[RECORDS FOR THIS EXERCISE — start]

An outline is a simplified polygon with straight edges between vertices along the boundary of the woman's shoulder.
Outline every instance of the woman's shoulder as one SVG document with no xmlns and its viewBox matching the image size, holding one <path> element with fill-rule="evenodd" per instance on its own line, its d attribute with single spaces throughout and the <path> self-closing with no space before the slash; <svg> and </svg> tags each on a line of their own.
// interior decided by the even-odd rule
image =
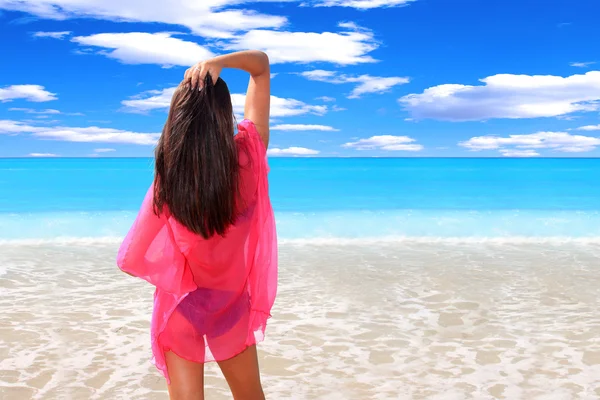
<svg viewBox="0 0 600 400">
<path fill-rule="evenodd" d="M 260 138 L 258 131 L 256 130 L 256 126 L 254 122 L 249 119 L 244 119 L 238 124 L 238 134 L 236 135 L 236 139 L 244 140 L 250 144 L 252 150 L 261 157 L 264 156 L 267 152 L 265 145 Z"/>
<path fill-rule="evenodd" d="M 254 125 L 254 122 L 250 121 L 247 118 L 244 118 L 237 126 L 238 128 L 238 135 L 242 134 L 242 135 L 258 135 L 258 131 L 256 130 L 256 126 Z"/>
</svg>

[RECORDS FOR THIS EXERCISE — finish]
[RECORDS FOR THIS EXERCISE — start]

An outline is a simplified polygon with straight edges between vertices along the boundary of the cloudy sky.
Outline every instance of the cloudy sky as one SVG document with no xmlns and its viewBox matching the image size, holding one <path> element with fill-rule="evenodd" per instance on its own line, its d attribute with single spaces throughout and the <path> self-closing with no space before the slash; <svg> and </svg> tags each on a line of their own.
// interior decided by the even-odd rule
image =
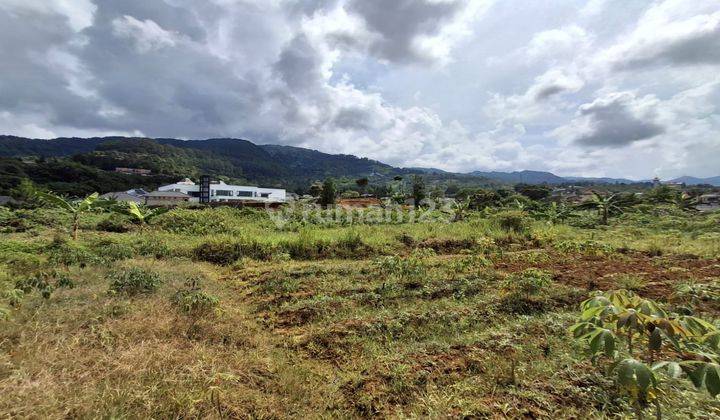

[RECORDS FOR THIS EXERCISE — finish]

- _ASSIGNMENT_: Count the lines of the records that contain the word "tags". Give only the count.

- _EXPECTED OUTPUT_: 2